▶ Extract to read:
═══

The Serbian composer/conductor Milan Mihajlović was born in Belgrade at the end of the Second World War. His family had enthusiastic sympathies for music. Mihajlović completed his studies in composition and conducting in 1969-70. In Belgrade he worked as a music academic in increasingly senior positions across almost forty years. He was also an agitator and organiser for contemporary music. His scores have been performed throughout Europe.

His first orchestral scores date back to the early 1970s but those on this disc (which appears to be his first album on an international label) were written during the period from the 1980s almost to the present day. They communicate melodically but do so with a contemporary and very personal freshness.

Bagateles (1986) is a work suffused with peace and an evident rejection of the shout and the roar of the crowd; not to say that it is without intense passion. It is the longest piece and is just short of 20 minutes in duration. Bagateles (so spelled) is a strange title for Mihajlović to give to a work much of which is taken up by inscapes and reflection. It is in four movements: Preludio; Ostinato; Aria; Finale. The mixture of violin, strings and harpsichord creates a sound leaning towards Schnittke but without that composer’s driven and saw-toothed ways. In fact, much of the work is more of a prayerful song than a belligerent statement. The Finale is, by contrast, gritty and flies along with ruthless winged force: a touch of Shostakovich here.

Melancholy is a delicate little concertante. The oboe is a supplicant drifting from bleakness to warmth. If you enjoy the oboe concertante works by Malcolm Arnold and Gordon Crosse (Ariadne) this, too, should appeal. The ruthlessness I mentioned in the Finale of the Bagateles takes a remorseless grip on the second part of this score but this dispels as things draw to an almost penitent close. Fa-mi(ly) for strings and piano is another single-movement piece where the concentration is sustained and the strangeness of Mihajlovic’s world strikes a blend point between beckoning tonality and groaning expressiveness. The pace of the piece is often athletic. The Elegy for Strings is from 1989. Its refusal to raise its thoughtful voice much above pianissimo suggests a reverence or affection for Panufnik or Pärt. Memento is dedicated to the memory of the Serbian composer Vasilije Mokranjac. It’s the second longest piece here and the most varied, rising from the usual head-bowed mystery to a percussive rhythmic storm. It’s urgently blurted and even fearful before arriving at a short and very quiet epilogue evocative of a haze of bell-sounds: peace returns. It’s the only piece here for a full-complement orchestra but one predominantly used like a delicate palette knife rather than a cutlass or sabre.

═══

▶ Provided material:
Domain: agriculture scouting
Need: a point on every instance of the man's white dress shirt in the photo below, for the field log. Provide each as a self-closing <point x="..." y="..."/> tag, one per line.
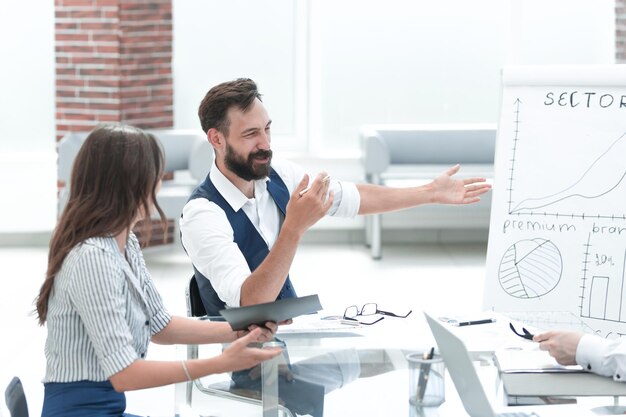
<point x="208" y="236"/>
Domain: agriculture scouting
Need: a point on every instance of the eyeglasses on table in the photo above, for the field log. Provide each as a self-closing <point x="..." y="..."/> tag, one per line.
<point x="368" y="309"/>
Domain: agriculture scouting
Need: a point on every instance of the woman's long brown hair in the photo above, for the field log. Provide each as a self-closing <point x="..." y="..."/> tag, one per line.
<point x="114" y="179"/>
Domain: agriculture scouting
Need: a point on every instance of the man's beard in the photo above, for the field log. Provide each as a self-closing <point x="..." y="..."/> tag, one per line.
<point x="247" y="169"/>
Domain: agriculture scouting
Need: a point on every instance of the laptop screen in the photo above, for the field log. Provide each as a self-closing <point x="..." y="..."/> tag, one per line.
<point x="461" y="369"/>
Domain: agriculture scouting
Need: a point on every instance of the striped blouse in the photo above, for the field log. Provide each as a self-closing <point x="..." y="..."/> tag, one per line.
<point x="102" y="311"/>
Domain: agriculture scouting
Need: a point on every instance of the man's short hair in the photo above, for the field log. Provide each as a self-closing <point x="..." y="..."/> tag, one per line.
<point x="213" y="110"/>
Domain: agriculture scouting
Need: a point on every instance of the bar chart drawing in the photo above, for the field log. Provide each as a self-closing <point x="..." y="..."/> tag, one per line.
<point x="603" y="295"/>
<point x="530" y="268"/>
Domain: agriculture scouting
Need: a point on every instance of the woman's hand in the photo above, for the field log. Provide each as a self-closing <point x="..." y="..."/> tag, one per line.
<point x="239" y="355"/>
<point x="267" y="332"/>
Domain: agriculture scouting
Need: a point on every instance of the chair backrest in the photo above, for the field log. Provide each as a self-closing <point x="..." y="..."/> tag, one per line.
<point x="195" y="308"/>
<point x="16" y="399"/>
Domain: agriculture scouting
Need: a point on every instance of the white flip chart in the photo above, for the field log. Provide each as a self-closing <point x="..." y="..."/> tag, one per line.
<point x="557" y="238"/>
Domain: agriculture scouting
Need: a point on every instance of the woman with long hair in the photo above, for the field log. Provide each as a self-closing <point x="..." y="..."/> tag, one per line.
<point x="98" y="301"/>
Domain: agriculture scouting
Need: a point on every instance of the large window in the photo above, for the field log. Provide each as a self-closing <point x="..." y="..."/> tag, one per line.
<point x="328" y="67"/>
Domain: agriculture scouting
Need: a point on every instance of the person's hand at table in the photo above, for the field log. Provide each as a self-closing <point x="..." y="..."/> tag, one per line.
<point x="561" y="345"/>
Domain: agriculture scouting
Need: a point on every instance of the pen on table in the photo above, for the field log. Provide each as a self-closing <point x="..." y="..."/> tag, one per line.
<point x="324" y="181"/>
<point x="424" y="371"/>
<point x="473" y="322"/>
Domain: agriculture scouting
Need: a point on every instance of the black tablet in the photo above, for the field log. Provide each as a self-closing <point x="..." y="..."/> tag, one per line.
<point x="240" y="318"/>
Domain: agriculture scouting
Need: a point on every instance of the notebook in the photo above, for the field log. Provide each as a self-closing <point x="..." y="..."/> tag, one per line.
<point x="475" y="401"/>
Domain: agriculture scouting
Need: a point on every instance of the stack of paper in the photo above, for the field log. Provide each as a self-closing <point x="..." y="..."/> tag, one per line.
<point x="535" y="373"/>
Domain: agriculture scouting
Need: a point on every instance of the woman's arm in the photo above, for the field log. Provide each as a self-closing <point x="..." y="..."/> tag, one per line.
<point x="149" y="374"/>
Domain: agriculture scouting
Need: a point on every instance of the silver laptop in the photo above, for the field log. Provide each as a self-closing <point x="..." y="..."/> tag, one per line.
<point x="465" y="379"/>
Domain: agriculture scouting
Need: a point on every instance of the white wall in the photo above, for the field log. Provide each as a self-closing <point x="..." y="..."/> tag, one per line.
<point x="383" y="61"/>
<point x="27" y="159"/>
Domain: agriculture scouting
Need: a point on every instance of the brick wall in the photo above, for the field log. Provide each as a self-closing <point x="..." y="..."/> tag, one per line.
<point x="113" y="63"/>
<point x="620" y="31"/>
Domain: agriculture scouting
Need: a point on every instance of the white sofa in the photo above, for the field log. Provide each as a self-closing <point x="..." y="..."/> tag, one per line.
<point x="407" y="155"/>
<point x="188" y="155"/>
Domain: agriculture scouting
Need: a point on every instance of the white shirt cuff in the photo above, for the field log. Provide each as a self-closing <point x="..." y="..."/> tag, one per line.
<point x="591" y="354"/>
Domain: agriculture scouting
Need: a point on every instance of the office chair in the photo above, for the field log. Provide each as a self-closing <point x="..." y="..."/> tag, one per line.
<point x="195" y="308"/>
<point x="16" y="399"/>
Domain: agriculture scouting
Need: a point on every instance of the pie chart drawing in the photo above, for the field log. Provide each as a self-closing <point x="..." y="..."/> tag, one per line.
<point x="530" y="268"/>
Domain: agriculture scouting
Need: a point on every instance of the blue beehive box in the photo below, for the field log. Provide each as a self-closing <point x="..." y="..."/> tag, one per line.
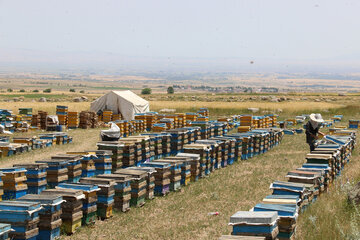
<point x="22" y="216"/>
<point x="5" y="229"/>
<point x="51" y="209"/>
<point x="249" y="223"/>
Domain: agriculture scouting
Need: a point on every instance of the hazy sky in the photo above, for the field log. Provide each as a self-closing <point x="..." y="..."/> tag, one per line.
<point x="274" y="30"/>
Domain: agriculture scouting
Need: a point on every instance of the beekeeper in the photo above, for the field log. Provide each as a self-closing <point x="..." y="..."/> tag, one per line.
<point x="312" y="129"/>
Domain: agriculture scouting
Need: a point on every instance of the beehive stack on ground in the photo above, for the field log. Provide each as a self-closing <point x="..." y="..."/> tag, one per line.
<point x="354" y="124"/>
<point x="14" y="181"/>
<point x="62" y="113"/>
<point x="73" y="120"/>
<point x="194" y="160"/>
<point x="162" y="177"/>
<point x="35" y="176"/>
<point x="87" y="165"/>
<point x="43" y="117"/>
<point x="138" y="185"/>
<point x="73" y="165"/>
<point x="23" y="217"/>
<point x="175" y="176"/>
<point x="36" y="121"/>
<point x="122" y="190"/>
<point x="50" y="221"/>
<point x="103" y="161"/>
<point x="107" y="116"/>
<point x="204" y="112"/>
<point x="185" y="165"/>
<point x="105" y="196"/>
<point x="203" y="152"/>
<point x="131" y="152"/>
<point x="89" y="207"/>
<point x="71" y="213"/>
<point x="181" y="119"/>
<point x="85" y="120"/>
<point x="150" y="180"/>
<point x="247" y="223"/>
<point x="57" y="171"/>
<point x="117" y="153"/>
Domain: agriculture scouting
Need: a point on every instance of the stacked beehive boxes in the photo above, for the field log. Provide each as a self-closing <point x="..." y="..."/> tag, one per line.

═══

▶ Required work:
1) In the Mihajlović review, why does the writer call Bagateles a strange title for the work?
2) Copy out the passage of the Mihajlović review starting at "The Serbian composer/conductor" and ending at "very personal freshness.".

▶ Your responses:
1) The writer finds the title strange because much of the work is taken up by inscapes and reflection.

2)
The Serbian composer/conductor Milan Mihajlović was born in Belgrade at the end of the Second World War. His family had enthusiastic sympathies for music. Mihajlović completed his studies in composition and conducting in 1969-70. In Belgrade he worked as a music academic in increasingly senior positions across almost forty years. He was also an agitator and organiser for contemporary music. His scores have been performed throughout Europe.

His first orchestral scores date back to the early 1970s but those on this disc (which appears to be his first album on an international label) were written during the period from the 1980s almost to the present day. They communicate melodically but do so with a contemporary and very personal freshness.